A run of rows:
===============
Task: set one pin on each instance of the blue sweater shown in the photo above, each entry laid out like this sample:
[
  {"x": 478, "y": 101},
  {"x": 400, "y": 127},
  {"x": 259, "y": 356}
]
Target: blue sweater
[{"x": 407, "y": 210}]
===============
Problem requirements: Please rewrite every row above, swapping "blue sweater" for "green sweater" wherever it appears and leaving everything else untouched.

Solved problem:
Task: set one pin on each instance of the green sweater shown in the photo above, each entry laid out like this sample:
[
  {"x": 478, "y": 101},
  {"x": 400, "y": 127},
  {"x": 259, "y": 356}
]
Target: green sweater
[{"x": 407, "y": 210}]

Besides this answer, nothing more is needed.